Return each line of the entries that mentions the word "green".

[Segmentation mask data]
========
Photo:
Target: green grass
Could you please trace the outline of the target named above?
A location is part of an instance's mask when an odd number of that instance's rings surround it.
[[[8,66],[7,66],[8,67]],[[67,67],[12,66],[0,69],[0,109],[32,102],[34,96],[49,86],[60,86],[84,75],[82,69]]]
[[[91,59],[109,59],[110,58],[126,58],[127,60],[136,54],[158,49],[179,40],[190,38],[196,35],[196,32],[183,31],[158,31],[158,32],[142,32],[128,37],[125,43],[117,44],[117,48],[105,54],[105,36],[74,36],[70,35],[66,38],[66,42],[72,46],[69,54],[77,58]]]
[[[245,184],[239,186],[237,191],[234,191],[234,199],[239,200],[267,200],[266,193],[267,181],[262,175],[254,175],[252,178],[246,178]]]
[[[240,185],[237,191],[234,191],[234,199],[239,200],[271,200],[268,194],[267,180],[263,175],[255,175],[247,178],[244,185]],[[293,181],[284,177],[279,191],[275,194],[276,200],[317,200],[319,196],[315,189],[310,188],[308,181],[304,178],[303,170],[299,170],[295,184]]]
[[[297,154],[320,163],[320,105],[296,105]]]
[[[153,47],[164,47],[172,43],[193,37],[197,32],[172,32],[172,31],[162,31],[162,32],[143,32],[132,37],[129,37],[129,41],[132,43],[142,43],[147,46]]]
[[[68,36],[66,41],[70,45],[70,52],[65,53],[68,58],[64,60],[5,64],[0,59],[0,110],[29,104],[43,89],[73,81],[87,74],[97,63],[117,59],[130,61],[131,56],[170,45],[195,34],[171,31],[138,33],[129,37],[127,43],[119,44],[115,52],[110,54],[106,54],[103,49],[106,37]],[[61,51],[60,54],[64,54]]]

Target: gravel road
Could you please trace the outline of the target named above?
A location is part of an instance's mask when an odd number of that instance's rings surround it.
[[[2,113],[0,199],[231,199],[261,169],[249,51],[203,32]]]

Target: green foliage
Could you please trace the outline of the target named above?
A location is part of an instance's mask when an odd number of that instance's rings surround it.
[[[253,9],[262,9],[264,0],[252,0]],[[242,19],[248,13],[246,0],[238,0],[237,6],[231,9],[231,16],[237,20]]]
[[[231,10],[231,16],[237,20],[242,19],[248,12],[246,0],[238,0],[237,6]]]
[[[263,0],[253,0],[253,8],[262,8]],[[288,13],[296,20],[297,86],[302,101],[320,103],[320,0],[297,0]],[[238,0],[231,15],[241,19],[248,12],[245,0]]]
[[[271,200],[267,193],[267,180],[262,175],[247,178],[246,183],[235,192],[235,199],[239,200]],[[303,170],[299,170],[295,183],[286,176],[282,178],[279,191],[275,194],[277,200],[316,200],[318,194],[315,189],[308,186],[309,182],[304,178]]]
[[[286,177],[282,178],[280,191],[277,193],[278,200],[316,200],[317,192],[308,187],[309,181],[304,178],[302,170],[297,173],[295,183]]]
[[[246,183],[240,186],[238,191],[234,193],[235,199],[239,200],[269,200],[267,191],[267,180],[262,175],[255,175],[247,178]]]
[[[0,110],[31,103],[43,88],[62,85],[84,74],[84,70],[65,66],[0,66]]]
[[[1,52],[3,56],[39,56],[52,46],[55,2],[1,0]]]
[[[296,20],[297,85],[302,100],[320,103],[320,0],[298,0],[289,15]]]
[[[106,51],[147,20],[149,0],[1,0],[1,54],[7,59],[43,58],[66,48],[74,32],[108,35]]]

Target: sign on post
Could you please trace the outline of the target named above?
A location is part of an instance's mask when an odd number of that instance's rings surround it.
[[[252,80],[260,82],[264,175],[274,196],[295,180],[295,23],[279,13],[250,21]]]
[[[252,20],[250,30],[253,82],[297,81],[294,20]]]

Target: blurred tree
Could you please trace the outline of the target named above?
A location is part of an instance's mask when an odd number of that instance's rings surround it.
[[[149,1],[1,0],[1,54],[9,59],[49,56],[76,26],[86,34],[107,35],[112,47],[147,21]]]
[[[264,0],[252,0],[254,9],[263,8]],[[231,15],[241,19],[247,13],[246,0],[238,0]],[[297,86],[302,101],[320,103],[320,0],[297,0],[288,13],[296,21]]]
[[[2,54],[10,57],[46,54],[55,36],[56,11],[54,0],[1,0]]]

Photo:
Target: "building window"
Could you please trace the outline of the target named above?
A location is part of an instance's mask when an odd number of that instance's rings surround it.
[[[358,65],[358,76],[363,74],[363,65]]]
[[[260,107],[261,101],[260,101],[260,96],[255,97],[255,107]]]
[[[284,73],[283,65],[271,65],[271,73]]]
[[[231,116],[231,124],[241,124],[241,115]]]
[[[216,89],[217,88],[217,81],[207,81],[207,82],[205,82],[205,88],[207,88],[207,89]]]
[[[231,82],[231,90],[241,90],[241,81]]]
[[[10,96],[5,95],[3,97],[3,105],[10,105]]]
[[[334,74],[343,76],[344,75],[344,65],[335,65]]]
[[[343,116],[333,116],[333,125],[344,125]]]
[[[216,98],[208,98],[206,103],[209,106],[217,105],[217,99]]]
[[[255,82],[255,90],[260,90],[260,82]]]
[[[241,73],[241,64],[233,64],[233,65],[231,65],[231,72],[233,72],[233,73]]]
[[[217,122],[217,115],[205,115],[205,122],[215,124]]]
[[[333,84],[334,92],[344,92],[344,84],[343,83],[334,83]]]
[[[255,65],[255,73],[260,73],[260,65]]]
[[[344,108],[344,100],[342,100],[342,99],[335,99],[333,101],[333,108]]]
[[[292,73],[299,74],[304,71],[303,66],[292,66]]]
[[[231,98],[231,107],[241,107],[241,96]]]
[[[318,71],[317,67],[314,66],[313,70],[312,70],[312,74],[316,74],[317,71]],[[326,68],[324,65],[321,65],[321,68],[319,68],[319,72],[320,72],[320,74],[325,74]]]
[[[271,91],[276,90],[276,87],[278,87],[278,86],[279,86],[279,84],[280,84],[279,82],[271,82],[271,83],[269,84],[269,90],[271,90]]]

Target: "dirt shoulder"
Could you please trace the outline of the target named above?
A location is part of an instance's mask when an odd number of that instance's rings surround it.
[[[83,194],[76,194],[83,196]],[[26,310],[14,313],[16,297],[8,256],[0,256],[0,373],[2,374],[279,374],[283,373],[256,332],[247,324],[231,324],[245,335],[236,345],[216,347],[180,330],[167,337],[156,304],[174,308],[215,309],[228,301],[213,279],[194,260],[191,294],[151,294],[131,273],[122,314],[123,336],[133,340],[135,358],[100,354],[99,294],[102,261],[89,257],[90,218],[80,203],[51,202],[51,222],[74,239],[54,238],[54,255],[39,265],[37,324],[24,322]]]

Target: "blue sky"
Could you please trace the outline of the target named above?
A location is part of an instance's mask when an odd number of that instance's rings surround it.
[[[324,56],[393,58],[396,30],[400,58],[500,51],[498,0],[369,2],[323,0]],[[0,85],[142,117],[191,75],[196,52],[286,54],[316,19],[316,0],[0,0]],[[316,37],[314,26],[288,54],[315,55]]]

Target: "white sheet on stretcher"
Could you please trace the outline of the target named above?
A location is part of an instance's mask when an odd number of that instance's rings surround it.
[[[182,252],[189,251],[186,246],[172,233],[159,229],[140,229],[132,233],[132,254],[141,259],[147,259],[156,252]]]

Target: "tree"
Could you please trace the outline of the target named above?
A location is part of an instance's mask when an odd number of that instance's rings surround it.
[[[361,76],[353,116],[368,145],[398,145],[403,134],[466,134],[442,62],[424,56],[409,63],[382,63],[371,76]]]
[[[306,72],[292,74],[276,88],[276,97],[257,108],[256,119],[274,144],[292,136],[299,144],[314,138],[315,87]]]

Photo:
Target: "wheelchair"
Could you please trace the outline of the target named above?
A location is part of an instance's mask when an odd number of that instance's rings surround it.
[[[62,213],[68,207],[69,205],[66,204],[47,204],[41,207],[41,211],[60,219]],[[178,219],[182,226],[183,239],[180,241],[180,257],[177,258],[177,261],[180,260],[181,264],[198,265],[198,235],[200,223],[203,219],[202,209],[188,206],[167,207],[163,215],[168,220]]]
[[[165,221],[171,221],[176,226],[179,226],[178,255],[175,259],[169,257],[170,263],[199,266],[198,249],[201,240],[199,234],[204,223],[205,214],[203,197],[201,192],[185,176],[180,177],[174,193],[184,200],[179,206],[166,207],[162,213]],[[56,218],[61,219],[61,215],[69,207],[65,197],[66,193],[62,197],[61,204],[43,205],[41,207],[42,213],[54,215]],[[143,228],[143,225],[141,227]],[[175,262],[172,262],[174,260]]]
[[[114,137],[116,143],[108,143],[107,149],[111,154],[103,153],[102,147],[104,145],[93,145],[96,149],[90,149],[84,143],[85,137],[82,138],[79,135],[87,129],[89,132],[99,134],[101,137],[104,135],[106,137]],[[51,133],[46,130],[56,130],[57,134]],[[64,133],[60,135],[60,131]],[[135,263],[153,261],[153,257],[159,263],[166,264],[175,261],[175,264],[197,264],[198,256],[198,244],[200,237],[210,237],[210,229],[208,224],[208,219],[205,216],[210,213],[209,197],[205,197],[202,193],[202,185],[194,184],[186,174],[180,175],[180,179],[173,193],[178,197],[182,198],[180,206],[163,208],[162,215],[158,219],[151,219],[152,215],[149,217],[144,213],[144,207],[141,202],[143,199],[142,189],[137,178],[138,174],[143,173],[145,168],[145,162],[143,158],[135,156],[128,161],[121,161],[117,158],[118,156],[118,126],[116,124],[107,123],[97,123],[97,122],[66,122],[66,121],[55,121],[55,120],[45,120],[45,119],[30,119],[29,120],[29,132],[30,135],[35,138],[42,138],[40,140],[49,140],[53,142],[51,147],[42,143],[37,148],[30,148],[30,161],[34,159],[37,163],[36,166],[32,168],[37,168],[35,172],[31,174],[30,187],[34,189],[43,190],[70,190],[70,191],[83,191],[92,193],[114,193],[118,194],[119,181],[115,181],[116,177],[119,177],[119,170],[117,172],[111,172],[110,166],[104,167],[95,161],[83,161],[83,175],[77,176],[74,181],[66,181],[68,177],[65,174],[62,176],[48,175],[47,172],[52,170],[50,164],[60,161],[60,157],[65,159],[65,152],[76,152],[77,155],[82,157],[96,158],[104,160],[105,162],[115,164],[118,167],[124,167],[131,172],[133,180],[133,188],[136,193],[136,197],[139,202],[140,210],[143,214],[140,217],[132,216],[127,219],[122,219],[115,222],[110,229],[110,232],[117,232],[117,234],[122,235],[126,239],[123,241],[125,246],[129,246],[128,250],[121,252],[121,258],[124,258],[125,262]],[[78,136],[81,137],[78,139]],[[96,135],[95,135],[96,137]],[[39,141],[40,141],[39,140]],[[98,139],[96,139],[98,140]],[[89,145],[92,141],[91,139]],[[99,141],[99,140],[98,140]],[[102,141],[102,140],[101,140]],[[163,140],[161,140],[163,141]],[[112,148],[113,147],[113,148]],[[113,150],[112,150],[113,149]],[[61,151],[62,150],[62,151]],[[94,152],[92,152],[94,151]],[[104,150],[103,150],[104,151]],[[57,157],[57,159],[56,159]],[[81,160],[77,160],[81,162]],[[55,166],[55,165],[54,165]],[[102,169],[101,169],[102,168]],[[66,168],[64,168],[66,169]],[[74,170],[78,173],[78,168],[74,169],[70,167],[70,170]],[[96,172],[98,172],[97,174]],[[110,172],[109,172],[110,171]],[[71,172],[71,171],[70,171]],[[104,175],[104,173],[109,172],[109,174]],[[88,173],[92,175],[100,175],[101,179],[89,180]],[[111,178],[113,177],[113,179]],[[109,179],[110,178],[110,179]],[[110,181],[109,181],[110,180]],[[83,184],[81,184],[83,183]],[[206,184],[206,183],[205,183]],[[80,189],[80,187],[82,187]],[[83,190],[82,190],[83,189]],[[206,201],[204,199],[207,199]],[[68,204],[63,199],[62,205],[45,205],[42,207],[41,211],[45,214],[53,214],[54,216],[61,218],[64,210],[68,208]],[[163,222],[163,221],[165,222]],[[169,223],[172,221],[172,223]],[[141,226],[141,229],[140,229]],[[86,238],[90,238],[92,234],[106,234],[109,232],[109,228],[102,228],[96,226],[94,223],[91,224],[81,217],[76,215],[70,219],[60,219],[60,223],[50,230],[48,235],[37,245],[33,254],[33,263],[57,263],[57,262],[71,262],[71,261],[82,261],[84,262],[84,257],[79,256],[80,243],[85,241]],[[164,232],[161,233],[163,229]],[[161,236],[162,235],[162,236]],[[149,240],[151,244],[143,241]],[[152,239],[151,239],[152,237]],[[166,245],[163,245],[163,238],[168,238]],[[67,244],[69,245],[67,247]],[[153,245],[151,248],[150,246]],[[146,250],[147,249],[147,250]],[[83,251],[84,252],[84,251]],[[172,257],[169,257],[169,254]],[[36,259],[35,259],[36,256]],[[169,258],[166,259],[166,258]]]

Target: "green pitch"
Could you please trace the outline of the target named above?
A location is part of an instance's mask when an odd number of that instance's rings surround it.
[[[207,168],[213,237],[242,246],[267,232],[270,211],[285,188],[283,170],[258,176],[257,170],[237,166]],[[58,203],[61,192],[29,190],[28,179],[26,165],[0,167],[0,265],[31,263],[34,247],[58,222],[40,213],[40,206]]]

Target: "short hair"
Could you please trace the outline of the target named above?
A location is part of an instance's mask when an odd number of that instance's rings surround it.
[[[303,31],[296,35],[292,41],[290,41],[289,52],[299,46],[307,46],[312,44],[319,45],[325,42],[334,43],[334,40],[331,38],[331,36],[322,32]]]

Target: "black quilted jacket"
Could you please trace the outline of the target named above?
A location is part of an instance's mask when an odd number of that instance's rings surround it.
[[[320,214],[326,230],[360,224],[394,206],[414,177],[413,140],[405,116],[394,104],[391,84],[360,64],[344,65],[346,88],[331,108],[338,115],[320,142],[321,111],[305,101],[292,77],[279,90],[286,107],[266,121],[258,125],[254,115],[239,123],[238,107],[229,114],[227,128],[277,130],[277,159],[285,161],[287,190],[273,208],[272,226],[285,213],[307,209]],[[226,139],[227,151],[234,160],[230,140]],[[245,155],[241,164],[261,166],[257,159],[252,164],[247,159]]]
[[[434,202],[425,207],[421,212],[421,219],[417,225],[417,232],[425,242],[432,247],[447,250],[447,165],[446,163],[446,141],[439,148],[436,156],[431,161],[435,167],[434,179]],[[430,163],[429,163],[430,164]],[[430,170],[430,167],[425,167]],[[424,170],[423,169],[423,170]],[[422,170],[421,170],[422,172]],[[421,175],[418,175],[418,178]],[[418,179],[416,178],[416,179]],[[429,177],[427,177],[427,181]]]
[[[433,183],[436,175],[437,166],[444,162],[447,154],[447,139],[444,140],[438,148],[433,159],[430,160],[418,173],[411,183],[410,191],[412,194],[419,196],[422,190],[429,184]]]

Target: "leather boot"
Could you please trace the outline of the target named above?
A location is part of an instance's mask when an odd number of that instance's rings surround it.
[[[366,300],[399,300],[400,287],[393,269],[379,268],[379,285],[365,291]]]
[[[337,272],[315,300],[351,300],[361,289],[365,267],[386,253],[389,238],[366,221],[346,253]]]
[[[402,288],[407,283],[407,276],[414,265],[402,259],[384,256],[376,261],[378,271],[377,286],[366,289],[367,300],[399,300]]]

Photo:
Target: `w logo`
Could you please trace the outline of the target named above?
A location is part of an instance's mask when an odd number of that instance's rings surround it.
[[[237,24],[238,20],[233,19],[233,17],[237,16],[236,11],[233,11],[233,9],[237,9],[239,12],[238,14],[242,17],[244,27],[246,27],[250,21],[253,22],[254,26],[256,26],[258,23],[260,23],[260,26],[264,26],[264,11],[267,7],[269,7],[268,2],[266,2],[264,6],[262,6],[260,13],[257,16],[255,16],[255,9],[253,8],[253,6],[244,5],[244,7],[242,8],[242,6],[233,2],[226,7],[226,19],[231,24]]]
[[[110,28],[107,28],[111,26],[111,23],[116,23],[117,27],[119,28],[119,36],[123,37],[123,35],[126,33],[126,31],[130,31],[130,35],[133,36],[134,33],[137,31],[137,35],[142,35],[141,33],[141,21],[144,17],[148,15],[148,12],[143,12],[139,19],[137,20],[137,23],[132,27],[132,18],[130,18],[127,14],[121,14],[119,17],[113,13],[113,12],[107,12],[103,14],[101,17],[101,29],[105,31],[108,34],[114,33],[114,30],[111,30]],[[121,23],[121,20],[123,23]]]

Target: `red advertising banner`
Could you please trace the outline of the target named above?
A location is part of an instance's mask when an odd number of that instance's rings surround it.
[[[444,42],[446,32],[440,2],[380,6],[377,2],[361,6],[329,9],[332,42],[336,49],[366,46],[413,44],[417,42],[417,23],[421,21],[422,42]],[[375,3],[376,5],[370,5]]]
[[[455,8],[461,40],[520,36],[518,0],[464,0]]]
========
● YOUR RESPONSE
Target: green grass
Target: green foliage
Target: "green pitch"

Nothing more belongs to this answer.